[RECORDS FOR PROCESSING start]

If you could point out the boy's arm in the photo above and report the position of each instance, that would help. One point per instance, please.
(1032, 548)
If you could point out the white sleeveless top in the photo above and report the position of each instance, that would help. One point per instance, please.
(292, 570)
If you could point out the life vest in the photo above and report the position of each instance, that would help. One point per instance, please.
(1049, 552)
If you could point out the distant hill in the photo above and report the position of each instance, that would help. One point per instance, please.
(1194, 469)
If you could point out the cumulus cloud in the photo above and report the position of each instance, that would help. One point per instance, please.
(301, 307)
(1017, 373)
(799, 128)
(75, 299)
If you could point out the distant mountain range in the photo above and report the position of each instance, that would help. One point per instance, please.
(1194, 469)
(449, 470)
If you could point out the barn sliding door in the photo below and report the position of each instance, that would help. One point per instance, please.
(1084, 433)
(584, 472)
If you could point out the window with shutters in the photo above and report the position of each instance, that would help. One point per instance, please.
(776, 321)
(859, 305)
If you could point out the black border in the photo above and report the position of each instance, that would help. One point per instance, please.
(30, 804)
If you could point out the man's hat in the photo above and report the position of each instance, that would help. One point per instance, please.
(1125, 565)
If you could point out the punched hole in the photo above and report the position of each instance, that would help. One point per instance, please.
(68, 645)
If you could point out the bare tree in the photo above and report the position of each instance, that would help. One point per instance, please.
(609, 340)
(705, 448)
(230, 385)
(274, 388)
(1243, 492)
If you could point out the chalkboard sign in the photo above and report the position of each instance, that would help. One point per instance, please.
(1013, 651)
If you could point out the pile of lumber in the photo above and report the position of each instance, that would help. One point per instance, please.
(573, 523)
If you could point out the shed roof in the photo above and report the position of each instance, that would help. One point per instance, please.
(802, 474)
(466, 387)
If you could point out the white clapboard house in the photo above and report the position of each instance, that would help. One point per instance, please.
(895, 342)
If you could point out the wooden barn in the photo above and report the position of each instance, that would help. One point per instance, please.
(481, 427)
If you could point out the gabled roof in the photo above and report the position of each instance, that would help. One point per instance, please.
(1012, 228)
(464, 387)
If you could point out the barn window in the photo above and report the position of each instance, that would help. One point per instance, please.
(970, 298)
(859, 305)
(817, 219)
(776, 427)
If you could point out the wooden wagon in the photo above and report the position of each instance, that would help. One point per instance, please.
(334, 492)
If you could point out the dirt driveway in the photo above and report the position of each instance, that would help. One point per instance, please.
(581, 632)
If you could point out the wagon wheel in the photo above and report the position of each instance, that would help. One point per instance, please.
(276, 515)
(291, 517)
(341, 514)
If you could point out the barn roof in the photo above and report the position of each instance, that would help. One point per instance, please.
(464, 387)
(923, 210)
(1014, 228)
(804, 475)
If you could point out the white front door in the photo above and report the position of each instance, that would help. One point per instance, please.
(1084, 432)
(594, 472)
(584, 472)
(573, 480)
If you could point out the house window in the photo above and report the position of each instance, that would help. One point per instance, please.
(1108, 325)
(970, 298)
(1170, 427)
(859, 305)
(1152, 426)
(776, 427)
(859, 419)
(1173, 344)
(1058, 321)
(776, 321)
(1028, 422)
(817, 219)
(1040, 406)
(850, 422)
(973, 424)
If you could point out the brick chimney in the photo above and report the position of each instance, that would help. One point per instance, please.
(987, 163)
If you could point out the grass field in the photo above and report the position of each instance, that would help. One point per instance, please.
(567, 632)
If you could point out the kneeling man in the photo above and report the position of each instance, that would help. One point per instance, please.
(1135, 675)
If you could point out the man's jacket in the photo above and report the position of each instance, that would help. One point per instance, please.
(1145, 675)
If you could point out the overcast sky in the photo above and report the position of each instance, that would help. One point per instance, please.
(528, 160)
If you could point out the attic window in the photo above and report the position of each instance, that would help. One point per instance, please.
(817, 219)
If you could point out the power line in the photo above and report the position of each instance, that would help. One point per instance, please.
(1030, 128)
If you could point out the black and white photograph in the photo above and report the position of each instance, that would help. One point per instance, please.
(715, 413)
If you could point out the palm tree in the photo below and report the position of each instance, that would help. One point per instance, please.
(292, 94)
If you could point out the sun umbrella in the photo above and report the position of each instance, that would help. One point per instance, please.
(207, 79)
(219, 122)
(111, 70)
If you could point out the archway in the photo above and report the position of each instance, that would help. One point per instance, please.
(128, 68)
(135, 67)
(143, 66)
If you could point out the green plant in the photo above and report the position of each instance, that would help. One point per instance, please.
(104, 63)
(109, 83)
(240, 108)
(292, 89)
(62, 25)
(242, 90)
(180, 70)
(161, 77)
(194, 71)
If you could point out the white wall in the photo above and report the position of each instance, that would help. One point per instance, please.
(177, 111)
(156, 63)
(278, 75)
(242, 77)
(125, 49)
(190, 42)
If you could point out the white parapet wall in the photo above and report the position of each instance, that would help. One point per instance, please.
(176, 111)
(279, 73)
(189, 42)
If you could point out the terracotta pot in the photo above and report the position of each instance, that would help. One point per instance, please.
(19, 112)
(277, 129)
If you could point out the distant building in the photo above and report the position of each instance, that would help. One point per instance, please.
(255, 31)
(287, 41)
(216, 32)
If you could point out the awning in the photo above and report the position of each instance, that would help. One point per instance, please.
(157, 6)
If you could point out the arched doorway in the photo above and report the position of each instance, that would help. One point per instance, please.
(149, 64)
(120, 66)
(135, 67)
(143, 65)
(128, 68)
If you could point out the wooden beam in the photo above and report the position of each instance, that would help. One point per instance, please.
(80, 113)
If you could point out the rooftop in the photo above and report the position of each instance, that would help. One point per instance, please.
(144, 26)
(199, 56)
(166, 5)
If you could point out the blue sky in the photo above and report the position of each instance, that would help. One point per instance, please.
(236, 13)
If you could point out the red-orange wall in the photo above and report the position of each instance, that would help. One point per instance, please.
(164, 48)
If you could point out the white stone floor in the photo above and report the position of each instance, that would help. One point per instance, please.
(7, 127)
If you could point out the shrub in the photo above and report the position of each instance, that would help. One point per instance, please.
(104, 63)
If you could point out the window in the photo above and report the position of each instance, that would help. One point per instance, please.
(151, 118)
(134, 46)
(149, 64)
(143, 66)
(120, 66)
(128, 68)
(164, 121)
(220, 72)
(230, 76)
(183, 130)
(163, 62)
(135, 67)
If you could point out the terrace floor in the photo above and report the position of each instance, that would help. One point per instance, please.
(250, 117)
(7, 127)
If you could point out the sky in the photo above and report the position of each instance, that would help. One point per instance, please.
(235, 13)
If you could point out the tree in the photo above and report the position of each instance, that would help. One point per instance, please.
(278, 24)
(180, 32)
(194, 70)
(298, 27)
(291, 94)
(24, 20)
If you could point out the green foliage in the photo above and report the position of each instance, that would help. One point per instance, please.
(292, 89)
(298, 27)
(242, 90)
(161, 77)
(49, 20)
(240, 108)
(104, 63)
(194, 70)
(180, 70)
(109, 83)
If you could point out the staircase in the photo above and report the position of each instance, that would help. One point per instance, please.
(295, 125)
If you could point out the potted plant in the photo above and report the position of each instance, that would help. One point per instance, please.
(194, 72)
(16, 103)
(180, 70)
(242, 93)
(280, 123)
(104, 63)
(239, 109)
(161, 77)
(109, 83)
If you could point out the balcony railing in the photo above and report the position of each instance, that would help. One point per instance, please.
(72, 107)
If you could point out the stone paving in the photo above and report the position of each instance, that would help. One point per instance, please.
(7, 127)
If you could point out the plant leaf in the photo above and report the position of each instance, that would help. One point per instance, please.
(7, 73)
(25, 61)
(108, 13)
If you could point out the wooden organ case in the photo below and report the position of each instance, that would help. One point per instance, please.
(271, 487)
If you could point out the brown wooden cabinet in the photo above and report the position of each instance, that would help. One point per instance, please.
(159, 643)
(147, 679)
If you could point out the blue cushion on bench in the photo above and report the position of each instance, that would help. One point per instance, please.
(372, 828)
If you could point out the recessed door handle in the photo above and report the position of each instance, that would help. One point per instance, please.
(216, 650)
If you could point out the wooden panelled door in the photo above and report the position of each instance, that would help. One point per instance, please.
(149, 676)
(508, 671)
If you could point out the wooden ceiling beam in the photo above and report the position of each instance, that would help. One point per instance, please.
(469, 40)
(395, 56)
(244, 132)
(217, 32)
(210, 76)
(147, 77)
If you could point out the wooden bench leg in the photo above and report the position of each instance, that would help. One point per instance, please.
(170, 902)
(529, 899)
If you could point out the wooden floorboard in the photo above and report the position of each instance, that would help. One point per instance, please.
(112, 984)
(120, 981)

[RECORDS FOR PROCESSING end]

From the line that contains "If you could point out the recessed" to the last line of the material above, repeat every line exactly, keeping both the first and the last.

__ANSWER TO THIS EXERCISE__
If you could point out the recessed door handle in the photo above and report the position of each instance, that would help. One point per instance, please.
(216, 650)
If you could point out the wooden panelled door in the photo above and report the position of each instance, that would help. One point per instance, please.
(149, 676)
(508, 671)
If you could point out the wooden ceiling beam in the photo above and report the position of each instance, that would help. One point per instance, please.
(469, 40)
(395, 56)
(244, 132)
(217, 32)
(210, 76)
(147, 77)
If you could point out the wooden bench leg in the photo above and report the position of each instance, that would help. One point per instance, please.
(170, 902)
(529, 899)
If you could point out the wooden floorboard in the photo above and report the position of each instance, that would help. One point per instance, please.
(112, 984)
(120, 981)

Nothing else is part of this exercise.